[Recorded data]
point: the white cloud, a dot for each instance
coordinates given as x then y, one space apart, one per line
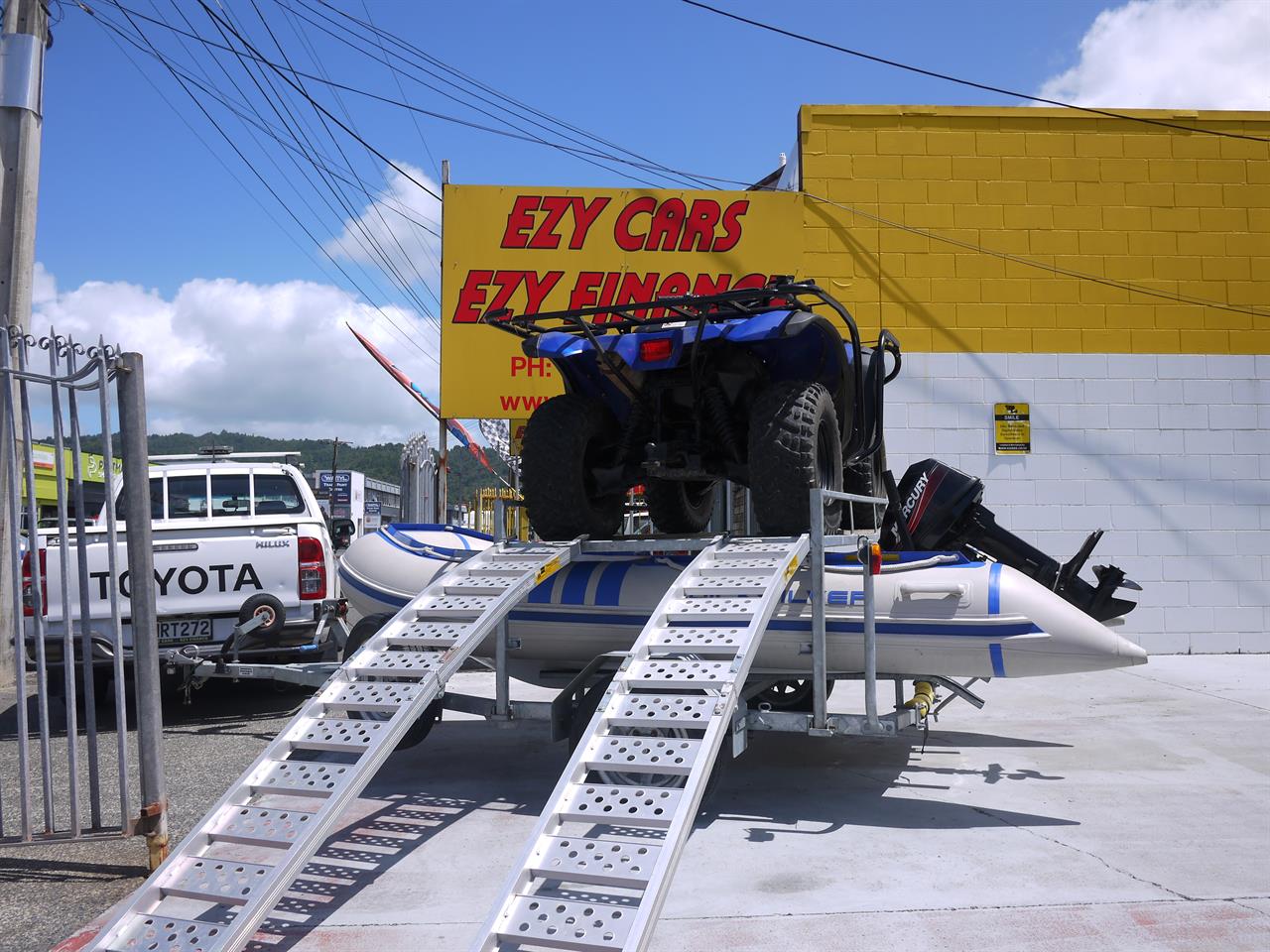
273 359
1173 54
398 226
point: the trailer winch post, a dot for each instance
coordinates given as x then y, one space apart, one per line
865 555
502 685
816 556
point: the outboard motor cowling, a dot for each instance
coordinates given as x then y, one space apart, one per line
943 511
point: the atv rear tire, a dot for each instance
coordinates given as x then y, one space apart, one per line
567 436
677 507
794 445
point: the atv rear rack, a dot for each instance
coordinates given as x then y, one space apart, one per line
780 294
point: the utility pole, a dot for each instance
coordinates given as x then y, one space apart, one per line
334 465
22 77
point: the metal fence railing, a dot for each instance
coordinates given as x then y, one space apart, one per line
68 766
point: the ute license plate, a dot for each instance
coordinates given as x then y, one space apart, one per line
183 631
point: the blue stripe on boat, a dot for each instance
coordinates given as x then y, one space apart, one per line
998 661
610 588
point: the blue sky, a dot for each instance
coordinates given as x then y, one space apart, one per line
148 236
128 193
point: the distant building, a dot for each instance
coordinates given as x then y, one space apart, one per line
49 489
370 503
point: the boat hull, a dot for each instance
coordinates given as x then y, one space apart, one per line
935 615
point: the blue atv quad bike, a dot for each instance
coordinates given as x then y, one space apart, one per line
679 394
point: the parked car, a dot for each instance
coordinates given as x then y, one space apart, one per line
234 537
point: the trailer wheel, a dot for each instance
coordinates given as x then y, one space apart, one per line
679 507
587 707
794 445
270 610
566 438
362 633
789 694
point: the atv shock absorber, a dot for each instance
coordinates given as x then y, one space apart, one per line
634 426
714 409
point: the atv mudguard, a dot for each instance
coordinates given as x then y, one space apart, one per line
793 344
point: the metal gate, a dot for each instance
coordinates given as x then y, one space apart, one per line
64 775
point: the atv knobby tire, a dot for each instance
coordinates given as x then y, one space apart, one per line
564 439
864 479
794 445
680 507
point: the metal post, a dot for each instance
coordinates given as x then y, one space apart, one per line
870 636
443 474
444 435
816 566
94 780
153 820
22 50
64 566
112 556
502 684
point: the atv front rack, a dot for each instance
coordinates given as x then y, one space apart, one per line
783 294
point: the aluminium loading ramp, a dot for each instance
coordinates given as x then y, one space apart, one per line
601 858
204 896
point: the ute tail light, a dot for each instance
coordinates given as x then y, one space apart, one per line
313 569
28 598
656 349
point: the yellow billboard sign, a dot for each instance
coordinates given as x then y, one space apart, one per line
548 249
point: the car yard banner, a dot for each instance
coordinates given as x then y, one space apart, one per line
548 249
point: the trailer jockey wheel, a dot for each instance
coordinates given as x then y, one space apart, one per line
789 694
362 633
270 610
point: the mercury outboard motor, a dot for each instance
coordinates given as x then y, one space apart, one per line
942 509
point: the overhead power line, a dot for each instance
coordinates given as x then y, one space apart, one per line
389 100
933 73
243 158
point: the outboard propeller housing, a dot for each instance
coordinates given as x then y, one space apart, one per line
943 511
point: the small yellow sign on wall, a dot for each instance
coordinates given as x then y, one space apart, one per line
1012 425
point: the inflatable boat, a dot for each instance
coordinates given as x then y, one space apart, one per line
937 612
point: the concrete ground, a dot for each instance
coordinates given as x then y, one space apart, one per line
1121 810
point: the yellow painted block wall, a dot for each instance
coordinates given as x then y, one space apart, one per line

__GIVEN REQUEST__.
Transcribe, word for word, every line from the one containing "point: the car" through the final line of the entries, and nothing else.

__RESPONSE FOR THIS EXERCISE__.
point: the car yard banner, a dot for each instance
coordinates given as x then y, one space apart, one per line
548 249
point: the trailer jockey wheel, a dot for each instance
coordinates given as x then y, one space apart, one per line
789 694
362 633
270 610
point: the mercury outboard motor, a dot for each instance
coordinates given as x then y, one space apart, one per line
942 509
point: the overhead power line, a dot for each instance
coordinates given as x then y, one space apart, one per line
389 100
933 73
243 158
point: the outboard propeller housing, a dot for each instance
coordinates given as x then y, one space apart, one per line
943 511
point: the small yellow sign on wall, a dot for each instance
coordinates given as x then y, one space apart, one per line
1012 425
point: the inflatable boat, a dot for each instance
coordinates given as x then y, one space apart, one per line
937 612
point: the concrete ground, a dot for each instance
coordinates given as x then y, one space apart, one per line
1121 810
point: the yellow painted block wall, a dot for each instance
coordinates given as x then y, one space apart, one per line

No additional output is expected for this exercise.